EECG Embarkation: a maternal brain—investigating neuroplasticity associated with cooperative behaviors in bumble bees

Posted on June 9, 2021April 17, 2021

**The AGA grants EECG Research Awards each year to graduate and post-doctoral researchers who are at a critical point in their research, where additional funds would allow them to conclude their research project and prepare it for publication. EECG awardees also get the opportunity to hone their science communication and write three posts over their grant tenure for the AGA Blog. In the first in the series, our EECG awardees write about their research and their interests as an ’embarkation’.

About the Author Mal Hagadorn (@DahBeesKnees) is fascinated by insects! She worked on scarab beetles during her BS and MS. Now, as a PhD candidate in Dr. Karen Kapheim’s lab at Utah State University, Mal uses bees to investigate relationships between sociality and neuroplasticity. She was awarded the EECG in 2021.

Check your understanding -
a – According to the bumble bee post, whose lab is Mal Hagadorn a PhD candidate in?
b – Extend the bumble bee post from where it stops.
The lines after this point are separate material and have no connection to the bumble bee post.

Records -
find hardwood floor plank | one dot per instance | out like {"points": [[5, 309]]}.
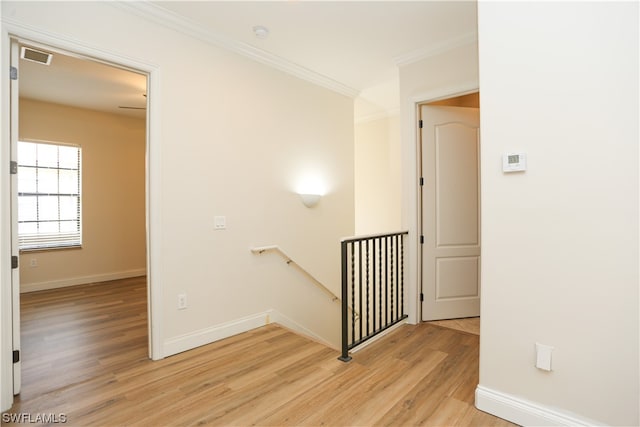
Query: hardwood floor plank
{"points": [[85, 355]]}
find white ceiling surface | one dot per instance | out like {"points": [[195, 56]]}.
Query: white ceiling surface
{"points": [[82, 83], [356, 44]]}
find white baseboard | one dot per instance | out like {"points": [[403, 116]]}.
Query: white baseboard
{"points": [[377, 337], [225, 330], [82, 280], [288, 323], [523, 412]]}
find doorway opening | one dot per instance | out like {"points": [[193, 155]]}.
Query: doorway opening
{"points": [[101, 108], [449, 211]]}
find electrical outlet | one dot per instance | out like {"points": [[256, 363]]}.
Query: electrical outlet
{"points": [[182, 301]]}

Answers by item number -
a – Dr. Karen Kapheim's lab at Utah State University.

b –
How can a lifestyle evolve where only a few individuals reproduce while most spend their lives caring for siblings? Addressing this broad question, Mal’s dissertation investigates how sociality influences neuroplasticity (i.e. brain changes over a lifetime) and drives brain investment patterns. First, she explored the effects of social environment on neuroplasticity in a solitary bee (Hagadorn et al. 2021) and now is working towards characterizing brain plasticity and neural circuitry associated with brood care in bumble bees.

Image of a bee’s brain. a) Optical slice taken from an image stack generated using confocal microscopy. To assess neuroplasticity, Mal traces individual structures on each slice and then generates volumetric measurements from those traces. These images were used for data collection in Hagadorn et al. (2021).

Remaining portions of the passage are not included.